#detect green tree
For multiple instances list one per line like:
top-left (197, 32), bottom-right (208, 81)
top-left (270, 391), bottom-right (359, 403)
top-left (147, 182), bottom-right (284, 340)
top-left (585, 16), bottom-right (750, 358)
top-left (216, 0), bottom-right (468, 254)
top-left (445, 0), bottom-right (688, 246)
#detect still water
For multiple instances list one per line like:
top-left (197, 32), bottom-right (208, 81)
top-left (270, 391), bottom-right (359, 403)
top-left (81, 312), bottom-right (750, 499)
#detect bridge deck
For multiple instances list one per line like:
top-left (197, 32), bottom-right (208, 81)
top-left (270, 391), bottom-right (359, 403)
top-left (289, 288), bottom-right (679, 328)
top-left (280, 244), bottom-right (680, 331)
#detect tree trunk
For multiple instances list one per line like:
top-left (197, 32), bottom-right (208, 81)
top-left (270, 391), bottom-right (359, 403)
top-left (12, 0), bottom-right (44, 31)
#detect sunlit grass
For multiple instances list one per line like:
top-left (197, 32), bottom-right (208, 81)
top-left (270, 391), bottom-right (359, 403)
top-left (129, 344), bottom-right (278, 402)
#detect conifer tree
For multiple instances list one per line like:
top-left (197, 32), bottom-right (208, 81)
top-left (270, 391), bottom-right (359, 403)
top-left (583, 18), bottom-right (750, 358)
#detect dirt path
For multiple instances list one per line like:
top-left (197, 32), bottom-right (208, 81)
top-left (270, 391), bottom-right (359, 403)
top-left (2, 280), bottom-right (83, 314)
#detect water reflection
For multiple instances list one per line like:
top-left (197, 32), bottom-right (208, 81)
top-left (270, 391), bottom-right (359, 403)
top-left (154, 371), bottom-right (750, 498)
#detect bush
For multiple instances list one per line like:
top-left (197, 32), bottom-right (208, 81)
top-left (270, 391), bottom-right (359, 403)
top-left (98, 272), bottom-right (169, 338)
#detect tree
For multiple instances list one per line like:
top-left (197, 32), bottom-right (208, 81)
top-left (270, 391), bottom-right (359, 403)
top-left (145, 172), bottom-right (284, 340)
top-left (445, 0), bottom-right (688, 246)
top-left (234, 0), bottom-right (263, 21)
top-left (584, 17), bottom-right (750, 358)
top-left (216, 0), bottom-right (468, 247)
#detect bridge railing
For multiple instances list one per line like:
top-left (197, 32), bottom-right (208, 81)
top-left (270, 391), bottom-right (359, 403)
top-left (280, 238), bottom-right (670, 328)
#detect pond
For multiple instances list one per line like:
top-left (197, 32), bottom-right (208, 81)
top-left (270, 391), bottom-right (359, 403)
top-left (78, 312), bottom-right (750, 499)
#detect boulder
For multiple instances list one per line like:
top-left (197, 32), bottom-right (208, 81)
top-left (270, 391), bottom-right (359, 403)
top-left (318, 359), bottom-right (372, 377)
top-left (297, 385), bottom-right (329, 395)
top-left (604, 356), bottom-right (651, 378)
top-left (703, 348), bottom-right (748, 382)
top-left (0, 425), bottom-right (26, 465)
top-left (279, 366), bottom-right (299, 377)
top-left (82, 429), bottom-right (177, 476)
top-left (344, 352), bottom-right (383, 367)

Stated task: Please reproduce the lines above without any change, from the line with "#detect sunlit grass" to the line with "top-left (129, 344), bottom-right (278, 402)", both included.

Exercise answer:
#detect sunlit grass
For multiple instances list one per line like:
top-left (197, 32), bottom-right (208, 81)
top-left (270, 391), bottom-right (359, 403)
top-left (129, 344), bottom-right (278, 402)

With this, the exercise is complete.